**Given exercise 1**
Reproduce the part of the forum thread on search rankings that begins at the words "This implies that" and stops after "warn, then yank.".

**Source**
※
Why does PR without content give you high serps?
The robots, and manual exclusion via G, are certainly the quickest, but still the question is:
What are the motivations for doing this, and are you thinking permenently, or on a temporary basis?
Until that is answered, then i'm afraid the advice could be contrary to what you wish to achieve!
No, actually one of my clients asked that too :)
Dutch site but most important keywords are the same in Dutch as in English... attractd too many foreign visitors. Haven't completely figured it out yet, still working on it.
Suggestions (if you don't want to ban the site completely): use robots exclusions, tweek titles for top ranking pages, change url's (file names), ask site owners with inbound links to change the anchor text or drop the link completely, remove/change internal links/anchor text and link titles...
Its not really that quick to remove a site in the way you want, nor can you (as far as I am aware) just switch it back onto its original positioning.
If you do one of the simpler options, like ban robots or change the title tag to something bland, it will take some months to drop out of high Google serps, particularly if you have been there some time.
A couple of months ago I was giving a site a makeover and switching between index pages for the client to see. Clean forgot to put a new title tag in and next Google up date, no title, but same excellent serps.
Even when legitimtely closing down a site (hotel owner closing the hotel, but wanting re-directs to his new hotel)still took months to disappear from Google.
As far as I can see, the only way to get sudden drop in Google serps is to use spam techniques that will get the site banned (yep, that works)...but it will proably take you a year, if ever, to get it back again :(
A "wakeup call" would be to discontinue aiding them in whatever it is you do. Once they fall in the rankings they will appreciate what you did and come back begging.
But sneaking a robots.txt file into their site to get them deleted from all the search engines is unethical.
But than again, who am I to preach ethics....
I don't even know the entire stituation.
Adding in a robots text file might make things a little obvious.
Would the log files be able to trace it back to me?
I do want to reinstate the site after this wake up.
Why not "NOINDEX" crucial pages? The bots will be in the logs & it's easy enough to get the pages back in the index.
<META NAME="robots" CONTENT="noindex">
You have access to someone's site so you are going to destroy their rankings in-order to intimidate them for money?
I yank the whole site for refuse-to-pay-ups, and I hate doing it. Sounds like a nicer way to get a check in the mail--webmaster contrived Google penalty. ;)
I yank the whole site for refuse-to-pay-ups, and I hate doing it. Sounds like a nicer way to get a check in the mail--webmaster contrived Google penalty. ;)
A client refuses to pay yet still allows a SEO access to his site?
"Adding in a robots text file might make things a little obvious.
Would the log files be able to trace it back to me? I do want to reinstate the site after this wake up."
This implies that the client is still a client and is paying. But maybe this SEO thinks he deserves even more money for the great ranking.
Regardless, it's an unethical thing to do and helps give SEO's a bad name.
The SEO's who do this are probably the same one's who use hidden text on their clients sites to link back to themselves.
If they violate our written contract with reagrds to paying for their hosting, I warn, warn, warn, then yank.
If you find this unethical, I'd be willing to refer these deadbeats to your host-of-choice. :)
Yes, its a wake up call to the site owner.
If you are hosting their account (and have sufficient access to the server), simply rename their web directory.
Say it is currently '/www/sitename', rename it to '/www/sitename.off'. That will kill their site until they see things your way.
Once you reach an agreement, rename it back to the old name and they'll see traffic again. Note that this would not only kill search engine traffic, their site would be dead to the world.
※
**Data excerpts**
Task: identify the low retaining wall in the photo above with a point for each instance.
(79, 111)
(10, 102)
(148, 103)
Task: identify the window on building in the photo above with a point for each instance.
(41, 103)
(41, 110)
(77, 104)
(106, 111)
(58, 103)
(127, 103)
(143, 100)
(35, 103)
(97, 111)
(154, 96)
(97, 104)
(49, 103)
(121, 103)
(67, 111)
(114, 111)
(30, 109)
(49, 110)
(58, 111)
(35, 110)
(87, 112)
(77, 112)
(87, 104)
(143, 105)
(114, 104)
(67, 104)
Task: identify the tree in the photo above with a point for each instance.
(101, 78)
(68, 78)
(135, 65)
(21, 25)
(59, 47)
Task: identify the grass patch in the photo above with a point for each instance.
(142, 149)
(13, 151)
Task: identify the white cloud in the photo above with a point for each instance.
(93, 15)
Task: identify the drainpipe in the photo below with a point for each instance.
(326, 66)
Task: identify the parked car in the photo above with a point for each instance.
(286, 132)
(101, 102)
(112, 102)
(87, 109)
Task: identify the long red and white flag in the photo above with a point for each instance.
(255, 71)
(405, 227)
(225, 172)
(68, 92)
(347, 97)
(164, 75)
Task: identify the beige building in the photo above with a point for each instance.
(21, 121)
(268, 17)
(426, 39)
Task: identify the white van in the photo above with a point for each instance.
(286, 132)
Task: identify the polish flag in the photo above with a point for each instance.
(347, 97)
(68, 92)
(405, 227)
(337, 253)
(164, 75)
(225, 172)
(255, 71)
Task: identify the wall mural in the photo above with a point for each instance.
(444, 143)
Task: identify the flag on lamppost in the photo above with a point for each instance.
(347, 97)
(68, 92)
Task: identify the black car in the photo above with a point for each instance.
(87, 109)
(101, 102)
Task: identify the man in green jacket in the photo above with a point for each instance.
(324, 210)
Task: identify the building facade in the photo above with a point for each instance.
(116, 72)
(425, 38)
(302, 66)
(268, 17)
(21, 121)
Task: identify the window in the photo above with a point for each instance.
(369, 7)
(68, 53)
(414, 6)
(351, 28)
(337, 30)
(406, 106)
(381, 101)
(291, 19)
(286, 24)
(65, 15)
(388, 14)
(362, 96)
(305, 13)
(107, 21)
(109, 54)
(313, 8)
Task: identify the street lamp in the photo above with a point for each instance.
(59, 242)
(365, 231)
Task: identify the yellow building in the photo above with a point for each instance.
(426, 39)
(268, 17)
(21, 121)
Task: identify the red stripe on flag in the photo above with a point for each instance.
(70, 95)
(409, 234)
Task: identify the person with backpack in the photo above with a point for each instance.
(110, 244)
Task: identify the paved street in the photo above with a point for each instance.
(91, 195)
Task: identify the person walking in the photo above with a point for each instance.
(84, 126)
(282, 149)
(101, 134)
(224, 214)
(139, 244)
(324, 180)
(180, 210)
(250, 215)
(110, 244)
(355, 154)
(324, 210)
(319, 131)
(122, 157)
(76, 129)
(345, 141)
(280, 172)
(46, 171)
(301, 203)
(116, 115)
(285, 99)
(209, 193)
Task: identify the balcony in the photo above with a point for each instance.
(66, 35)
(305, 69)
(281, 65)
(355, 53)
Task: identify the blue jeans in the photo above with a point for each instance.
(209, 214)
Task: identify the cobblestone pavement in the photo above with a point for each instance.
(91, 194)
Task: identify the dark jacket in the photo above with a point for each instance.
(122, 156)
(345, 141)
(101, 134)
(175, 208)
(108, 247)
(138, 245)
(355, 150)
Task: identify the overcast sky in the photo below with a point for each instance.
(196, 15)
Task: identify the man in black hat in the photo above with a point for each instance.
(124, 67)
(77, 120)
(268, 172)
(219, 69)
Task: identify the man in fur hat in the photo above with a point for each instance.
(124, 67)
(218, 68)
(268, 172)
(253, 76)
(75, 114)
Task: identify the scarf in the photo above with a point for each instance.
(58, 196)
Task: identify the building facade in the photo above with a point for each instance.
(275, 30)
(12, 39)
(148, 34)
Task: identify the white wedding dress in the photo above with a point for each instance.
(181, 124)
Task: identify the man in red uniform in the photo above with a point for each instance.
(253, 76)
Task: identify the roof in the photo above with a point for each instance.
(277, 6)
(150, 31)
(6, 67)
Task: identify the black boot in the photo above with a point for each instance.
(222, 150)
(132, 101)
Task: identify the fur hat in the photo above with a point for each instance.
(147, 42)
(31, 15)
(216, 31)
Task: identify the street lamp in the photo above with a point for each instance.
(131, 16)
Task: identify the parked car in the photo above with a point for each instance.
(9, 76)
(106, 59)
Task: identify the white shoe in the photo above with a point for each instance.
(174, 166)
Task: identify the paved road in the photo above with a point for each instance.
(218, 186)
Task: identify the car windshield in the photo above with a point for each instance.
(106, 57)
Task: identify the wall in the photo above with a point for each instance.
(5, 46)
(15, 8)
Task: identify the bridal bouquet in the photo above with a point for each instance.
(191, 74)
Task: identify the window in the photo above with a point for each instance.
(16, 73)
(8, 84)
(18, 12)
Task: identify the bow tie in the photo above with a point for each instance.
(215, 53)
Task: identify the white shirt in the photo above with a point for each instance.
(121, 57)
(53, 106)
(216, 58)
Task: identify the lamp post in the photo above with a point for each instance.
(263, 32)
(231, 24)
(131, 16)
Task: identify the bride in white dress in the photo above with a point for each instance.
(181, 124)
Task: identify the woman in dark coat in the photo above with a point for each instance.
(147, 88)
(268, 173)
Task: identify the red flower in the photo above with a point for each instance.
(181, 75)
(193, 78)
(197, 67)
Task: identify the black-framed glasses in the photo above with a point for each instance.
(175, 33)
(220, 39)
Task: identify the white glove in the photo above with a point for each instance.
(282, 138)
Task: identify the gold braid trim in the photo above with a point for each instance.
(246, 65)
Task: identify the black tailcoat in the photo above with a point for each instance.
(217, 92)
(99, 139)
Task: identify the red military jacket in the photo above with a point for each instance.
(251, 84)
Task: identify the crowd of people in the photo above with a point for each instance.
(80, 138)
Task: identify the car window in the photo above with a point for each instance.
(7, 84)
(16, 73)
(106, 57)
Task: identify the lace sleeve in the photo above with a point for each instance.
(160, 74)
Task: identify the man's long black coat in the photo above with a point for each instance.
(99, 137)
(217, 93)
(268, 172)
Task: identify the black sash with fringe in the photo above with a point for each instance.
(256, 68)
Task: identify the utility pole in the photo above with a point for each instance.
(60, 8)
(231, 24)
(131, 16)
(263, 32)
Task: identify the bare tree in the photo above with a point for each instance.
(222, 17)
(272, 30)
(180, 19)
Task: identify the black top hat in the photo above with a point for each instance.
※
**Given exercise 2**
From the rows above, pull out every line that contains the word "person".

**Task answer 1**
This implies that the client is still a client and is paying. But maybe this SEO thinks he deserves even more money for the great ranking.
Regardless, it's an unethical thing to do and helps give SEO's a bad name.
The SEO's who do this are probably the same one's who use hidden text on their clients sites to link back to themselves.
If they violate our written contract with reagrds to paying for their hosting, I warn, warn, warn, then yank.

**Task answer 2**
Task: identify the person with backpack in the photo above with a point for each instance.
Task: identify the person walking in the photo above with a point for each instance.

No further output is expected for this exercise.